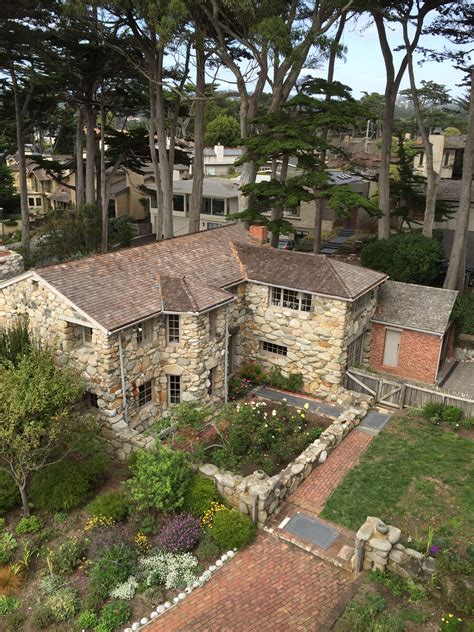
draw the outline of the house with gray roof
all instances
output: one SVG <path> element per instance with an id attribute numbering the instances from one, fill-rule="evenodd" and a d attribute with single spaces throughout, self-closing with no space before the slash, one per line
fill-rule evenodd
<path id="1" fill-rule="evenodd" d="M 452 355 L 457 294 L 411 283 L 384 283 L 371 318 L 370 366 L 435 383 Z"/>
<path id="2" fill-rule="evenodd" d="M 249 361 L 335 400 L 362 361 L 386 275 L 272 249 L 261 228 L 227 223 L 29 270 L 0 283 L 0 327 L 27 315 L 79 369 L 121 458 L 175 404 L 225 402 Z"/>

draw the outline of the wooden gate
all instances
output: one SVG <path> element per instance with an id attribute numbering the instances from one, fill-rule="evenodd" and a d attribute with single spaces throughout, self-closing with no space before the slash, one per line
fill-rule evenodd
<path id="1" fill-rule="evenodd" d="M 375 401 L 385 406 L 403 408 L 403 391 L 404 385 L 400 384 L 400 382 L 380 380 Z"/>

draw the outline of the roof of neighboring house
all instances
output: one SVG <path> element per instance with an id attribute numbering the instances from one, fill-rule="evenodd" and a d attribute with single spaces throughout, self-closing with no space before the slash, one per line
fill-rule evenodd
<path id="1" fill-rule="evenodd" d="M 454 290 L 387 281 L 380 288 L 373 320 L 443 334 L 457 295 Z"/>
<path id="2" fill-rule="evenodd" d="M 382 272 L 354 266 L 325 255 L 236 244 L 251 281 L 316 294 L 354 299 L 387 278 Z"/>
<path id="3" fill-rule="evenodd" d="M 386 279 L 380 272 L 323 255 L 257 245 L 242 224 L 85 257 L 32 274 L 108 331 L 163 311 L 212 309 L 233 300 L 226 287 L 246 280 L 350 300 Z"/>
<path id="4" fill-rule="evenodd" d="M 214 151 L 213 147 L 204 147 L 203 155 L 204 156 L 215 156 L 216 152 Z"/>
<path id="5" fill-rule="evenodd" d="M 241 156 L 242 149 L 240 147 L 224 147 L 224 156 Z"/>
<path id="6" fill-rule="evenodd" d="M 440 180 L 437 192 L 438 200 L 459 202 L 461 196 L 461 180 Z M 471 202 L 474 202 L 474 187 L 471 187 Z"/>
<path id="7" fill-rule="evenodd" d="M 464 149 L 466 147 L 466 134 L 455 134 L 454 136 L 444 137 L 444 149 Z M 413 144 L 413 147 L 424 150 L 421 140 Z"/>
<path id="8" fill-rule="evenodd" d="M 150 189 L 156 188 L 154 185 Z M 173 193 L 175 195 L 191 194 L 192 180 L 174 180 Z M 239 195 L 239 183 L 225 178 L 204 178 L 202 183 L 203 197 L 236 198 Z"/>
<path id="9" fill-rule="evenodd" d="M 72 200 L 71 189 L 68 189 L 67 187 L 59 186 L 52 193 L 48 194 L 48 198 L 50 200 L 55 200 L 56 202 L 69 203 Z"/>
<path id="10" fill-rule="evenodd" d="M 125 178 L 117 180 L 116 182 L 112 182 L 110 185 L 110 195 L 112 197 L 117 197 L 117 195 L 126 193 L 129 188 L 130 187 L 127 186 L 127 180 Z"/>

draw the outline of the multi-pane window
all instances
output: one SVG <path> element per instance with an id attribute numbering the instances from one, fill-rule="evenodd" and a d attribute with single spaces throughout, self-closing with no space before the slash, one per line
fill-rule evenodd
<path id="1" fill-rule="evenodd" d="M 180 375 L 168 375 L 168 401 L 170 404 L 179 404 L 181 401 Z"/>
<path id="2" fill-rule="evenodd" d="M 215 338 L 217 332 L 217 310 L 209 312 L 209 338 Z"/>
<path id="3" fill-rule="evenodd" d="M 179 314 L 166 317 L 166 337 L 168 342 L 179 342 Z"/>
<path id="4" fill-rule="evenodd" d="M 283 345 L 276 345 L 275 343 L 267 342 L 266 340 L 262 342 L 262 349 L 263 351 L 267 351 L 268 353 L 275 353 L 276 355 L 288 355 L 288 347 L 284 347 Z"/>
<path id="5" fill-rule="evenodd" d="M 138 387 L 138 405 L 145 406 L 153 399 L 153 386 L 151 381 L 143 382 Z"/>
<path id="6" fill-rule="evenodd" d="M 184 213 L 184 195 L 173 195 L 173 211 Z"/>
<path id="7" fill-rule="evenodd" d="M 358 366 L 362 362 L 364 334 L 358 336 L 347 347 L 347 366 Z"/>
<path id="8" fill-rule="evenodd" d="M 201 213 L 203 215 L 225 215 L 225 200 L 219 198 L 203 197 L 201 200 Z"/>
<path id="9" fill-rule="evenodd" d="M 82 333 L 82 342 L 86 344 L 91 344 L 92 342 L 92 328 L 91 327 L 81 327 Z"/>
<path id="10" fill-rule="evenodd" d="M 212 395 L 215 382 L 216 382 L 216 368 L 214 367 L 209 371 L 209 386 L 207 387 L 207 392 L 209 395 Z"/>
<path id="11" fill-rule="evenodd" d="M 89 406 L 91 406 L 92 408 L 99 408 L 99 404 L 97 403 L 97 400 L 99 398 L 97 397 L 95 393 L 91 393 L 90 391 L 88 391 L 86 393 L 86 398 L 87 398 L 87 403 L 89 404 Z"/>
<path id="12" fill-rule="evenodd" d="M 151 320 L 145 320 L 138 325 L 135 326 L 135 331 L 137 334 L 137 343 L 147 343 L 151 342 L 153 337 L 153 323 Z"/>
<path id="13" fill-rule="evenodd" d="M 359 296 L 359 298 L 356 298 L 355 301 L 353 301 L 351 304 L 352 313 L 358 314 L 359 312 L 364 310 L 370 304 L 370 301 L 372 300 L 373 296 L 374 294 L 372 291 L 372 292 L 366 292 L 365 294 L 362 294 L 362 296 Z"/>
<path id="14" fill-rule="evenodd" d="M 270 302 L 272 305 L 278 305 L 279 307 L 297 309 L 302 312 L 311 311 L 311 294 L 307 294 L 306 292 L 272 287 Z"/>

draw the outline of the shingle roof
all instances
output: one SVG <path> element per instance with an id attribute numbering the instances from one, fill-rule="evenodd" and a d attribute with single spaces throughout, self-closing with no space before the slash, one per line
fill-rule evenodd
<path id="1" fill-rule="evenodd" d="M 323 255 L 259 246 L 242 224 L 69 261 L 35 273 L 115 331 L 161 311 L 201 312 L 244 280 L 353 299 L 386 275 Z"/>
<path id="2" fill-rule="evenodd" d="M 387 281 L 380 288 L 374 320 L 443 334 L 457 295 L 454 290 Z"/>
<path id="3" fill-rule="evenodd" d="M 316 294 L 354 299 L 381 283 L 386 274 L 324 255 L 236 244 L 249 280 Z"/>
<path id="4" fill-rule="evenodd" d="M 444 202 L 459 202 L 461 196 L 461 180 L 441 180 L 436 196 Z M 471 187 L 471 202 L 474 202 L 474 187 Z"/>
<path id="5" fill-rule="evenodd" d="M 154 186 L 150 188 L 155 188 Z M 175 180 L 173 182 L 174 194 L 191 194 L 192 180 Z M 225 178 L 204 178 L 202 183 L 203 197 L 236 198 L 239 195 L 239 183 Z"/>

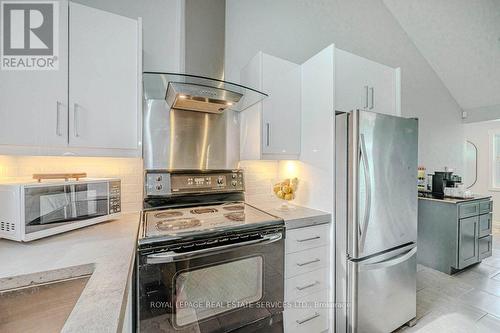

• DIRECTIONS FOR THIS TASK
Please give the records again word for word, omitting all images.

• ANSWER FOR THIS EXERCISE
draw the outline of the house with gray roof
all instances
output: one SVG <path> element per instance with an id attribute numbering the instances from one, fill-rule="evenodd" and a d attribute with single spaces throughout, self-closing with no space before the slash, one per line
fill-rule evenodd
<path id="1" fill-rule="evenodd" d="M 452 355 L 457 294 L 411 283 L 384 283 L 371 318 L 370 366 L 435 383 Z"/>
<path id="2" fill-rule="evenodd" d="M 249 361 L 335 400 L 362 361 L 386 275 L 272 249 L 261 228 L 227 223 L 29 270 L 0 283 L 0 327 L 27 315 L 79 369 L 121 458 L 175 404 L 225 402 Z"/>

draw the outline of the wooden gate
all instances
output: one SVG <path> element per instance with an id attribute numbering the instances from one, fill-rule="evenodd" and a d attribute with single spaces throughout, self-closing with no space before the slash, one per line
fill-rule evenodd
<path id="1" fill-rule="evenodd" d="M 375 401 L 385 406 L 403 408 L 403 391 L 404 385 L 400 384 L 400 382 L 380 380 Z"/>

draw the outline of the roof of neighboring house
all instances
output: one SVG <path> element per instance with an id attribute numbering the instances from one, fill-rule="evenodd" and a d attribute with single spaces throughout, self-closing with no space before the slash, one per line
fill-rule evenodd
<path id="1" fill-rule="evenodd" d="M 454 290 L 387 281 L 380 288 L 373 320 L 443 334 L 457 295 Z"/>
<path id="2" fill-rule="evenodd" d="M 382 272 L 354 266 L 325 255 L 236 244 L 251 281 L 316 294 L 354 299 L 387 278 Z"/>
<path id="3" fill-rule="evenodd" d="M 386 279 L 380 272 L 323 255 L 257 245 L 242 224 L 85 257 L 32 274 L 108 331 L 163 311 L 212 309 L 233 300 L 226 287 L 246 280 L 350 300 Z"/>
<path id="4" fill-rule="evenodd" d="M 214 151 L 213 147 L 204 147 L 203 155 L 204 156 L 215 156 L 216 152 Z"/>
<path id="5" fill-rule="evenodd" d="M 241 156 L 242 149 L 240 147 L 224 147 L 224 156 Z"/>
<path id="6" fill-rule="evenodd" d="M 440 180 L 437 192 L 438 200 L 459 202 L 461 196 L 461 180 Z M 471 202 L 474 202 L 474 187 L 471 187 Z"/>
<path id="7" fill-rule="evenodd" d="M 464 149 L 466 147 L 466 134 L 455 134 L 454 136 L 444 137 L 444 149 Z M 413 144 L 413 147 L 424 150 L 421 140 Z"/>
<path id="8" fill-rule="evenodd" d="M 150 189 L 156 188 L 154 185 Z M 173 193 L 175 195 L 191 194 L 192 180 L 174 180 Z M 239 195 L 239 183 L 225 178 L 204 178 L 202 183 L 203 197 L 236 198 Z"/>
<path id="9" fill-rule="evenodd" d="M 72 200 L 71 189 L 68 189 L 67 187 L 59 186 L 52 193 L 48 194 L 48 198 L 50 200 L 55 200 L 56 202 L 69 203 Z"/>
<path id="10" fill-rule="evenodd" d="M 125 178 L 117 180 L 116 182 L 112 182 L 110 185 L 110 195 L 112 197 L 117 197 L 117 195 L 126 193 L 129 188 L 130 187 L 127 186 L 127 180 Z"/>

draw the outline of the multi-pane window
all instances
output: one SVG <path> element per instance with an id attribute numbering the instances from one, fill-rule="evenodd" and a d attribute with single spaces throughout, self-closing with no space before the slash, one per line
fill-rule evenodd
<path id="1" fill-rule="evenodd" d="M 180 375 L 168 375 L 168 401 L 170 404 L 179 404 L 181 401 Z"/>
<path id="2" fill-rule="evenodd" d="M 215 338 L 217 332 L 217 310 L 209 312 L 209 338 Z"/>
<path id="3" fill-rule="evenodd" d="M 179 314 L 166 317 L 166 337 L 168 342 L 179 342 Z"/>
<path id="4" fill-rule="evenodd" d="M 283 345 L 276 345 L 275 343 L 267 342 L 266 340 L 262 342 L 262 349 L 263 351 L 267 351 L 268 353 L 275 353 L 276 355 L 288 355 L 288 347 L 284 347 Z"/>
<path id="5" fill-rule="evenodd" d="M 138 387 L 138 405 L 145 406 L 153 399 L 153 386 L 151 381 L 143 382 Z"/>
<path id="6" fill-rule="evenodd" d="M 184 213 L 184 195 L 173 195 L 173 211 Z"/>
<path id="7" fill-rule="evenodd" d="M 358 366 L 362 362 L 364 334 L 358 336 L 347 347 L 347 366 Z"/>
<path id="8" fill-rule="evenodd" d="M 201 213 L 203 215 L 225 215 L 225 200 L 219 198 L 203 197 L 201 200 Z"/>
<path id="9" fill-rule="evenodd" d="M 82 333 L 82 342 L 86 344 L 91 344 L 92 342 L 92 328 L 91 327 L 81 327 Z"/>
<path id="10" fill-rule="evenodd" d="M 212 395 L 215 382 L 216 382 L 216 368 L 214 367 L 209 371 L 209 386 L 207 387 L 207 392 L 209 395 Z"/>
<path id="11" fill-rule="evenodd" d="M 89 406 L 91 406 L 92 408 L 99 408 L 99 404 L 97 403 L 97 400 L 99 398 L 97 397 L 95 393 L 91 393 L 90 391 L 88 391 L 86 393 L 86 398 L 87 398 L 87 403 L 89 404 Z"/>
<path id="12" fill-rule="evenodd" d="M 151 320 L 145 320 L 138 325 L 135 326 L 135 331 L 137 334 L 137 343 L 147 343 L 151 342 L 153 337 L 153 323 Z"/>
<path id="13" fill-rule="evenodd" d="M 359 296 L 359 298 L 356 298 L 355 301 L 353 301 L 351 304 L 352 313 L 358 314 L 359 312 L 364 310 L 370 304 L 370 301 L 372 300 L 373 296 L 374 294 L 372 291 L 372 292 L 366 292 L 365 294 L 362 294 L 362 296 Z"/>
<path id="14" fill-rule="evenodd" d="M 270 302 L 272 305 L 278 305 L 279 307 L 297 309 L 302 312 L 311 311 L 311 294 L 307 294 L 306 292 L 272 287 Z"/>

draw the outline of the shingle roof
all instances
output: one SVG <path> element per instance with an id attribute numbering the instances from one, fill-rule="evenodd" and a d attribute with single spaces throughout, self-closing with no space before the slash, one per line
fill-rule evenodd
<path id="1" fill-rule="evenodd" d="M 323 255 L 259 246 L 242 224 L 69 261 L 35 273 L 115 331 L 161 311 L 201 312 L 244 280 L 353 299 L 386 275 Z"/>
<path id="2" fill-rule="evenodd" d="M 387 281 L 380 288 L 374 320 L 443 334 L 457 295 L 454 290 Z"/>
<path id="3" fill-rule="evenodd" d="M 316 294 L 354 299 L 381 283 L 386 274 L 324 255 L 236 244 L 249 280 Z"/>
<path id="4" fill-rule="evenodd" d="M 444 202 L 459 202 L 461 196 L 461 180 L 441 180 L 436 196 Z M 471 187 L 471 202 L 474 202 L 474 187 Z"/>
<path id="5" fill-rule="evenodd" d="M 154 186 L 150 188 L 155 188 Z M 175 180 L 173 182 L 174 194 L 191 194 L 192 180 Z M 225 178 L 204 178 L 202 183 L 203 197 L 236 198 L 239 195 L 239 183 Z"/>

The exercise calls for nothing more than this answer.